**Material provided**.
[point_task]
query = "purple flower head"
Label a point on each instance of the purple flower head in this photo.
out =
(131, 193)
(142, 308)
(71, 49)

**Work instruction**.
Set down all of the entries again, keeping every line exactly as it is.

**Reply to the task**.
[point_task]
query = "purple flower head"
Label a point on each instance of the purple flower head in this photo.
out =
(131, 193)
(142, 308)
(71, 49)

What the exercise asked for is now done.